▸ Data supplied
— Start —
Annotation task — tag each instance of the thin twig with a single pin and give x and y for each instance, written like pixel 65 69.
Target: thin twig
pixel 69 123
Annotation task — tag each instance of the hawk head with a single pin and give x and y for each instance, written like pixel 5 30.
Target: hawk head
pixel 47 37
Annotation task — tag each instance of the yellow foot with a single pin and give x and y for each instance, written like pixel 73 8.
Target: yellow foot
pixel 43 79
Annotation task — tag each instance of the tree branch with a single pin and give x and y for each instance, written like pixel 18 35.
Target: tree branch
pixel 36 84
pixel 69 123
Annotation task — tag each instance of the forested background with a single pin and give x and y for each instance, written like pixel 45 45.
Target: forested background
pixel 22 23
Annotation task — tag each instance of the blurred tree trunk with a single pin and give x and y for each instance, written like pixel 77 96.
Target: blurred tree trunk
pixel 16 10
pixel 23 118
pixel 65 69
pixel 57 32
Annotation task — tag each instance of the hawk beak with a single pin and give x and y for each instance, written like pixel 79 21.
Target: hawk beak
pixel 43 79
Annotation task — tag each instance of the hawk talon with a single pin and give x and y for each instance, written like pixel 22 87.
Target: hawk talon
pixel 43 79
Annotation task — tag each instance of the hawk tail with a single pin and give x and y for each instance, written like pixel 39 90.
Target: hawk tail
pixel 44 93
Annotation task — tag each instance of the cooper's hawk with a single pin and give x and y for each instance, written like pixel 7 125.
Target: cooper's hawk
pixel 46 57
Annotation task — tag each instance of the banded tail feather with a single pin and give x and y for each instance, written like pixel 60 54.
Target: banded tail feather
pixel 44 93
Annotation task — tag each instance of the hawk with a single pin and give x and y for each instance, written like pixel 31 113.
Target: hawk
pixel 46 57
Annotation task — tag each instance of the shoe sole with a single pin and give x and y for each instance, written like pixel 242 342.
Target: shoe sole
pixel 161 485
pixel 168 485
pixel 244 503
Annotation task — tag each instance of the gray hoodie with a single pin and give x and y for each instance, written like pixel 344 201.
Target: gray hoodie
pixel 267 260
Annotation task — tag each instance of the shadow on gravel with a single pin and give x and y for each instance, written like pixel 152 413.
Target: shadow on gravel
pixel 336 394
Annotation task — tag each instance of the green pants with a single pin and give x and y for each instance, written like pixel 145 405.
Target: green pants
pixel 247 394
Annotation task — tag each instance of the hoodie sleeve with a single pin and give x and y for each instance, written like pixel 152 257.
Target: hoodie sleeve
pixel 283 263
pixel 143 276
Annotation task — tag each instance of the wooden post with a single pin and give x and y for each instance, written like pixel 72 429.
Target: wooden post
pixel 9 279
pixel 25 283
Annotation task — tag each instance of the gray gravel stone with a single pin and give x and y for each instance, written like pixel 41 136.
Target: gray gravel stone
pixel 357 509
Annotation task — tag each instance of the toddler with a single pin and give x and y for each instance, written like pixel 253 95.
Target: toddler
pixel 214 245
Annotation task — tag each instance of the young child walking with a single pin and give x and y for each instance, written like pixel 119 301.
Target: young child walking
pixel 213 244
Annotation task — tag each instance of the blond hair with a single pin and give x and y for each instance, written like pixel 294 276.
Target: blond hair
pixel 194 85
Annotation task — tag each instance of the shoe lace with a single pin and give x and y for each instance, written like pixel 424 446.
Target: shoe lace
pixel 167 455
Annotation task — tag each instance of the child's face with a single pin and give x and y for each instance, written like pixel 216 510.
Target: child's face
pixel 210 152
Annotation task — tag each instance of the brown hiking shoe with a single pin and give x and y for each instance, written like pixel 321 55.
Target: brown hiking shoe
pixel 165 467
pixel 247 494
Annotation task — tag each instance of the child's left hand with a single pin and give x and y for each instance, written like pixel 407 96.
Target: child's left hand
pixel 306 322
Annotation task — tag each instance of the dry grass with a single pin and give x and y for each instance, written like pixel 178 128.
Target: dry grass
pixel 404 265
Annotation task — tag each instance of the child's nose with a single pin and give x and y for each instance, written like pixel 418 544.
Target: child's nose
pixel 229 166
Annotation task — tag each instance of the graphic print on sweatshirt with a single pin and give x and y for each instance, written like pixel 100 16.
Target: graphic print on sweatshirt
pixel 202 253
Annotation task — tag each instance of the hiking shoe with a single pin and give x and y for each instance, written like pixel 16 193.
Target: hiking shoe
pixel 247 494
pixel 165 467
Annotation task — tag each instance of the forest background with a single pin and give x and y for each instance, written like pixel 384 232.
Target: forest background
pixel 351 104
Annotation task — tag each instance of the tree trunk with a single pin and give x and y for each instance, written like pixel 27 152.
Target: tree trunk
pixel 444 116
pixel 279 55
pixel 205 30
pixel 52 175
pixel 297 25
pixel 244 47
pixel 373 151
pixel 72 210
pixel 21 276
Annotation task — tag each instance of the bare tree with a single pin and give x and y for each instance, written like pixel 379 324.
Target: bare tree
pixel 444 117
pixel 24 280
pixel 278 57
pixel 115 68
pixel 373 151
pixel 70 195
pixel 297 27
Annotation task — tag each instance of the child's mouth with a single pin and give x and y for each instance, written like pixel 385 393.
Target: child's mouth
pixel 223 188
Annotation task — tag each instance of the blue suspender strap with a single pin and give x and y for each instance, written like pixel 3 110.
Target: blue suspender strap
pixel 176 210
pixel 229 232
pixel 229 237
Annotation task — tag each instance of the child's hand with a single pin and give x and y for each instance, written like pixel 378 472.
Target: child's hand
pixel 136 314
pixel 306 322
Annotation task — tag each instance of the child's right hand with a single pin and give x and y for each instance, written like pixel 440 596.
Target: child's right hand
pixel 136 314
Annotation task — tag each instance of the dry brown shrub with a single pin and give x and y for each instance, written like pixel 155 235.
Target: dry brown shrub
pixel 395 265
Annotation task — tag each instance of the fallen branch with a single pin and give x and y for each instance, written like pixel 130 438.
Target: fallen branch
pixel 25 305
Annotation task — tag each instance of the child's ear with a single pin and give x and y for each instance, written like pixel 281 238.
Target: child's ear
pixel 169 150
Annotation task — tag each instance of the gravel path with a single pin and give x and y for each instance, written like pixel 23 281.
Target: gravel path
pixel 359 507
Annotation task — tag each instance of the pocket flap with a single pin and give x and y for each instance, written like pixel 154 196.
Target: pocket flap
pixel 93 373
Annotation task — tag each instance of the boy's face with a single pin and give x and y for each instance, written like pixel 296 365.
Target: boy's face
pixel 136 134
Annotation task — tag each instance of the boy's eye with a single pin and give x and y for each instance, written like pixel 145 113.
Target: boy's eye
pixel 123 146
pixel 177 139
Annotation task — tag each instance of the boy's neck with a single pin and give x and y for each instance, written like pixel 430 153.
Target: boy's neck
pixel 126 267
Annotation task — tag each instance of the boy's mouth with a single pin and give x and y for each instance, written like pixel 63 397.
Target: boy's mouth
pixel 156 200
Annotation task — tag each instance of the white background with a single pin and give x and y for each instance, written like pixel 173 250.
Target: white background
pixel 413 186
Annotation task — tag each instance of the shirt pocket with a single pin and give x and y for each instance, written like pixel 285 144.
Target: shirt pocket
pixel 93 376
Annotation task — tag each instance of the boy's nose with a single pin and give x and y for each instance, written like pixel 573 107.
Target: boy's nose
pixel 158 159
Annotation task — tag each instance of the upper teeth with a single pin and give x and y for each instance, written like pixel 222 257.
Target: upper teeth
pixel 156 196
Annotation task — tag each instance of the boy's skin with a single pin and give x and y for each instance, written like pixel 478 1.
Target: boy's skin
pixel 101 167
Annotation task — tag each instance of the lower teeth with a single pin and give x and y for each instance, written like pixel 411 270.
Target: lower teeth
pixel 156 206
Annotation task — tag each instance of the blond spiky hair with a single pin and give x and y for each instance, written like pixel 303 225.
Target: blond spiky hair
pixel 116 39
— End —
▸ The request
Output every line in the entries above as a JSON list of strings, one string per line, leaving out blank lines.

▸ Solution to this problem
[
  "Annotation task — tag each instance of the thin twig with a single pin and give x and y for each instance, written like pixel 65 69.",
  "Target: thin twig",
  "pixel 69 123",
  "Annotation task — tag each instance of the hawk head with a single pin and give x and y for each instance, written like pixel 5 30.",
  "Target: hawk head",
  "pixel 47 37",
  "Annotation task — tag each instance of the yellow foot with a single pin and give x and y for each instance, written like pixel 73 8.",
  "Target: yellow foot",
  "pixel 43 79",
  "Annotation task — tag each instance of the tree branch with a single pin and give x and y for each instance, written like pixel 18 35.",
  "Target: tree branch",
  "pixel 36 84",
  "pixel 69 123",
  "Annotation task — tag each instance of the forested background with a single pin and give x and y for each instance, written like pixel 45 45.",
  "Target: forested background",
  "pixel 22 23",
  "Annotation task — tag each instance of the blurred tree trunk with a single pin and give x and y for each instance, written like pixel 77 96.",
  "Target: blurred tree trunk",
  "pixel 16 10",
  "pixel 23 118",
  "pixel 65 69",
  "pixel 57 32",
  "Annotation task — tag each instance of the hawk beak with a single pin and give x and y for each instance, written like pixel 79 21.",
  "Target: hawk beak",
  "pixel 43 79",
  "Annotation task — tag each instance of the hawk talon with a single pin and give x and y for each instance, written like pixel 22 87.",
  "Target: hawk talon",
  "pixel 43 79",
  "Annotation task — tag each instance of the hawk tail with a single pin and give x and y for each instance, written like pixel 39 90.",
  "Target: hawk tail",
  "pixel 44 93",
  "Annotation task — tag each instance of the cooper's hawk with a single pin and give x and y for each instance, written like pixel 7 125.",
  "Target: cooper's hawk",
  "pixel 46 57",
  "Annotation task — tag each instance of the banded tail feather with a single pin and give x and y for each instance, written like pixel 60 54.",
  "Target: banded tail feather",
  "pixel 44 93",
  "Annotation task — tag each instance of the hawk with a single pin and give x and y for each instance, written like pixel 31 113.",
  "Target: hawk",
  "pixel 46 57",
  "Annotation task — tag each instance of the shoe sole with a single pin and give x and y for each instance, written like pixel 242 342.",
  "Target: shoe sole",
  "pixel 161 485",
  "pixel 168 485",
  "pixel 244 503",
  "Annotation task — tag each instance of the gray hoodie with a single pin and give x and y for each instance, written like pixel 344 201.",
  "Target: gray hoodie",
  "pixel 267 260",
  "Annotation task — tag each instance of the shadow on gravel with a single pin and give x and y for each instance, written like pixel 152 413.",
  "Target: shadow on gravel",
  "pixel 336 394",
  "Annotation task — tag each instance of the green pants with a single pin and give x and y for each instance, written like pixel 145 405.",
  "Target: green pants",
  "pixel 247 394",
  "Annotation task — tag each instance of the hoodie sleeve with a single pin and give x and y for each instance, written like pixel 152 257.",
  "Target: hoodie sleeve",
  "pixel 283 263",
  "pixel 143 276",
  "Annotation task — tag each instance of the wooden post with a single pin and give x and y for each instance, written like pixel 72 429.",
  "Target: wooden post",
  "pixel 9 279",
  "pixel 25 283",
  "Annotation task — tag each instance of the gray gravel stone with a single pin and give x and y for each instance, written like pixel 41 136.",
  "Target: gray gravel stone",
  "pixel 357 509",
  "Annotation task — tag each instance of the toddler with a single pin and give x and y for each instance, written like pixel 253 95.",
  "Target: toddler",
  "pixel 214 245",
  "Annotation task — tag each instance of the young child walking with a single pin and give x and y for each instance, written like pixel 119 301.",
  "Target: young child walking",
  "pixel 213 244",
  "Annotation task — tag each instance of the blond hair with a single pin and give x and y for each instance, written like pixel 294 276.",
  "Target: blond hair",
  "pixel 194 85",
  "Annotation task — tag each instance of the shoe lace with a single pin and give x and y for each instance, written like pixel 424 446.",
  "Target: shoe lace",
  "pixel 167 455",
  "Annotation task — tag each instance of the child's face with a single pin and give x and y for each instance, written like pixel 216 510.",
  "Target: child's face",
  "pixel 210 152",
  "Annotation task — tag each instance of the brown hiking shoe with a single pin and give x and y for each instance, written like pixel 321 55.",
  "Target: brown hiking shoe",
  "pixel 165 467",
  "pixel 247 494",
  "Annotation task — tag each instance of the child's left hand with a single pin and give x and y for each instance, written like pixel 407 96.",
  "Target: child's left hand",
  "pixel 306 322",
  "Annotation task — tag each instance of the dry grass with a single pin and give x and y for each instance, written like pixel 178 128.",
  "Target: dry grass",
  "pixel 404 265",
  "Annotation task — tag each instance of the child's nose with a single pin and give x and y for each instance, written like pixel 418 544.",
  "Target: child's nose",
  "pixel 229 166",
  "Annotation task — tag each instance of the graphic print on sweatshirt with a single pin and give x and y for each instance, written like pixel 100 16.",
  "Target: graphic print on sweatshirt",
  "pixel 202 253",
  "Annotation task — tag each instance of the hiking shoe with a single pin and give x and y for each instance, written like pixel 16 193.",
  "Target: hiking shoe",
  "pixel 247 494",
  "pixel 165 467",
  "Annotation task — tag each instance of the forest background with a single pin and give x and y for each instance, written like pixel 384 232.",
  "Target: forest background",
  "pixel 351 104",
  "Annotation task — tag each instance of the tree trunk with a single pin and give x and y for each instance, written like pixel 27 152.",
  "Target: tree trunk",
  "pixel 444 116",
  "pixel 279 55",
  "pixel 205 30",
  "pixel 52 175",
  "pixel 297 25",
  "pixel 244 47",
  "pixel 373 151",
  "pixel 72 210",
  "pixel 21 276",
  "Annotation task — tag each instance of the bare tree with a single pin and give x and y for each instance, written like pixel 379 324.",
  "Target: bare tree",
  "pixel 444 117",
  "pixel 24 280",
  "pixel 278 57",
  "pixel 115 68",
  "pixel 373 151",
  "pixel 70 195",
  "pixel 297 27",
  "Annotation task — tag each instance of the child's mouth with a single pin and give x and y for each instance, written like pixel 385 393.",
  "Target: child's mouth",
  "pixel 223 188",
  "Annotation task — tag each instance of the blue suspender strap with a single pin and give x and y for each instance, written like pixel 3 110.",
  "Target: blue suspender strap",
  "pixel 176 210",
  "pixel 229 232",
  "pixel 229 237",
  "Annotation task — tag each instance of the child's hand with a single pin and give x and y for each instance, written like pixel 378 472.",
  "Target: child's hand",
  "pixel 136 314",
  "pixel 306 322",
  "Annotation task — tag each instance of the child's right hand with a single pin and give x and y for each instance, written like pixel 440 596.",
  "Target: child's right hand",
  "pixel 136 314",
  "Annotation task — tag each instance of the dry brown shrub with a single pin and give x and y for each instance, written like pixel 155 235.",
  "Target: dry brown shrub",
  "pixel 395 265",
  "Annotation task — tag each instance of the fallen branch with a single pin and give x and y for each instance, written like pixel 130 438.",
  "Target: fallen branch",
  "pixel 25 305",
  "Annotation task — tag each instance of the child's ear with a single pin and give x and y for each instance, written like pixel 281 238.",
  "Target: child's ear",
  "pixel 169 150",
  "Annotation task — tag each instance of the gravel path with a single pin and give x and y for each instance, written like pixel 23 281.",
  "Target: gravel path",
  "pixel 359 507",
  "Annotation task — tag each instance of the pocket flap with a single pin and give x and y for each instance, written like pixel 154 196.",
  "Target: pocket flap",
  "pixel 93 373",
  "Annotation task — tag each instance of the boy's face with a single pin and give x and y for each instance, written like pixel 296 365.",
  "Target: boy's face",
  "pixel 136 134",
  "Annotation task — tag each instance of the boy's eye with a single pin and give x and y for each instance, written like pixel 145 113.",
  "Target: boy's eye",
  "pixel 123 146",
  "pixel 177 139",
  "Annotation task — tag each instance of the boy's neck with a single pin and give x and y for each instance, written like pixel 430 153.",
  "Target: boy's neck",
  "pixel 126 267",
  "Annotation task — tag each instance of the boy's mouth with a single pin and give x and y for each instance, written like pixel 63 397.",
  "Target: boy's mouth",
  "pixel 156 200",
  "Annotation task — tag each instance of the white background with a single pin and give x and y for each instance, written like pixel 173 250.",
  "Target: white background",
  "pixel 413 186",
  "Annotation task — tag each instance of the shirt pocket with a single pin and give x and y for each instance, written like pixel 285 144.",
  "Target: shirt pocket",
  "pixel 93 376",
  "Annotation task — tag each instance of the boy's nose with a single pin and give x and y for each instance, written like pixel 573 107.",
  "Target: boy's nose",
  "pixel 158 159",
  "Annotation task — tag each instance of the upper teeth with a single pin and give x and y for each instance, written like pixel 222 257.",
  "Target: upper teeth",
  "pixel 156 196",
  "Annotation task — tag each instance of the boy's skin with a single pin and give x and y for each instance, written like pixel 478 1.",
  "Target: boy's skin",
  "pixel 101 167",
  "Annotation task — tag each instance of the lower teeth with a single pin and give x and y for each instance, written like pixel 411 270.",
  "Target: lower teeth",
  "pixel 156 206",
  "Annotation task — tag each instance of the blond spiky hair with a single pin and give x and y for each instance, written like pixel 303 225.",
  "Target: blond spiky hair",
  "pixel 116 39"
]